Why go this route? Why Python is more powerful than JS is mostly because of third party plugins like pandas which are excplicitly not supported (C bindings, is this possible to fix?)...
At that point it might be just easier to convince the model to write JS directly
I would love for the component model tooling to reach that level of maturity.
Since the runtime uses standard WASI and not Emscripten, we don't have that seamless dynamic linking yet. It will be interesting to see how the WASI path eventually converges with what Pyodide can do today regarding C-extensions.
I understand your point. I added native Python support because C extensions will eventually become compatible. Also, we might see more libraries built with Rust extensions appearing, which will be much easier to port to Wasm.
Creator of Browser Use here, this is cool, really innovative approach with ARIA roles. One idea we have been playing around with a lot is just giving the LLM raw html and a really good way to traverse it - no heuristics, just BS4. Seems to work well, but much more expensive than the current prod ready [index]<div ... notation
I actually tried a raw HTML when I was exploring solutions. It worked for "one-off" tasks, but I ran into major issues with replayability on modern SPAs.
In React apps, the raw DOM structure and auto-generated IDs shift so frequently that a script generated from "Raw HTML" often breaks 10 minutes later. I found ARIA/semantics to be the only stable contract that persists across re-renders.
You mentioned the raw HTML approach is "expensive". Did you feed the full HTML into the context, or did you create a BS4 "tool" for the LLM to query the raw HTML dynamically?

- RECORDS
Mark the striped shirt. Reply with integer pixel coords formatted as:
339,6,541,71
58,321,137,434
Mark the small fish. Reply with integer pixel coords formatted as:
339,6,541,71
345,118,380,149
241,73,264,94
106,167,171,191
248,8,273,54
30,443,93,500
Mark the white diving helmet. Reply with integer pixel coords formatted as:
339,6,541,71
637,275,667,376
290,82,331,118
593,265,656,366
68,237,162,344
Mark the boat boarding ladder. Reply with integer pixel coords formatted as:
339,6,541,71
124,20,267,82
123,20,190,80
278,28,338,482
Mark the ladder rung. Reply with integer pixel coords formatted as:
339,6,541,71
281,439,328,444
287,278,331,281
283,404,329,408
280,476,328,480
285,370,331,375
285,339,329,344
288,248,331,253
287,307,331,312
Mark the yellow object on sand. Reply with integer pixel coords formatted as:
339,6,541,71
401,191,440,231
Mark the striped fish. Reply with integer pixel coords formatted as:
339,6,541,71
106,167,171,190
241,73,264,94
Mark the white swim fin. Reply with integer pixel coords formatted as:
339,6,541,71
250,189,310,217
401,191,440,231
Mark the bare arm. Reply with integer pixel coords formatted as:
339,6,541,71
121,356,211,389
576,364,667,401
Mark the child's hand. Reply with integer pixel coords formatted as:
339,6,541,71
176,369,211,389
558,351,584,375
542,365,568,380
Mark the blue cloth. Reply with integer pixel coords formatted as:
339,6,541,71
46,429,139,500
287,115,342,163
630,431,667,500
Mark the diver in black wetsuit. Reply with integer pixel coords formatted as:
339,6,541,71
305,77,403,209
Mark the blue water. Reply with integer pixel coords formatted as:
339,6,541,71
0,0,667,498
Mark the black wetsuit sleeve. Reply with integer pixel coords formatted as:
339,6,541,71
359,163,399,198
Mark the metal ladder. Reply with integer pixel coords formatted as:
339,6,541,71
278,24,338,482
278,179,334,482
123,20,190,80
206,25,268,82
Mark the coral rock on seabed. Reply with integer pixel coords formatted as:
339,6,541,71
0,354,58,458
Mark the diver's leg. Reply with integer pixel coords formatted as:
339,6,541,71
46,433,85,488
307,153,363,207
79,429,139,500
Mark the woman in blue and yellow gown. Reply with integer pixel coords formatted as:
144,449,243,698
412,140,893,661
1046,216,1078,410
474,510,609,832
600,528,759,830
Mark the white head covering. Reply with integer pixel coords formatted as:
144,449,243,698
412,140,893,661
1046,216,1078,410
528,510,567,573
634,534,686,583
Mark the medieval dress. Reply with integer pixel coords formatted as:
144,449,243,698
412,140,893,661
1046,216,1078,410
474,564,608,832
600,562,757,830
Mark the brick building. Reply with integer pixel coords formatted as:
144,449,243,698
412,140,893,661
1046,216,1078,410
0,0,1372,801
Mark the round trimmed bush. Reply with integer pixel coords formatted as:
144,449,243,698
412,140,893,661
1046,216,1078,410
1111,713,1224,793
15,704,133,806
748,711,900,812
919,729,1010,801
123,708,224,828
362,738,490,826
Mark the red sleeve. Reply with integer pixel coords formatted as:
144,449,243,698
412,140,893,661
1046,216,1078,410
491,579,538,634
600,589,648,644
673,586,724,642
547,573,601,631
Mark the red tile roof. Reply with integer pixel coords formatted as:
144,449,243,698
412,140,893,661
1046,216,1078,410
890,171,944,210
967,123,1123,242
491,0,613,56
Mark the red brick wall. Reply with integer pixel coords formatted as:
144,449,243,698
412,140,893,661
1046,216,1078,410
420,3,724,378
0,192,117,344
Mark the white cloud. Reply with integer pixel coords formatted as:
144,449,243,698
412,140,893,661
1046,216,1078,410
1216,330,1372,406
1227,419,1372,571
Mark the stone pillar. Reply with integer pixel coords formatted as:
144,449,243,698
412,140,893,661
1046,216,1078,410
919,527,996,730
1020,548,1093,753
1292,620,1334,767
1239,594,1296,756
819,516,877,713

- DIRECTIONS FOR THIS TASK
Please reproduce the passage of the forum thread above, starting at the words "At that point" and stopping after "level of maturity.".

- ANSWER BOX
At that point it might be just easier to convince the model to write JS directly
I would love for the component model tooling to reach that level of maturity.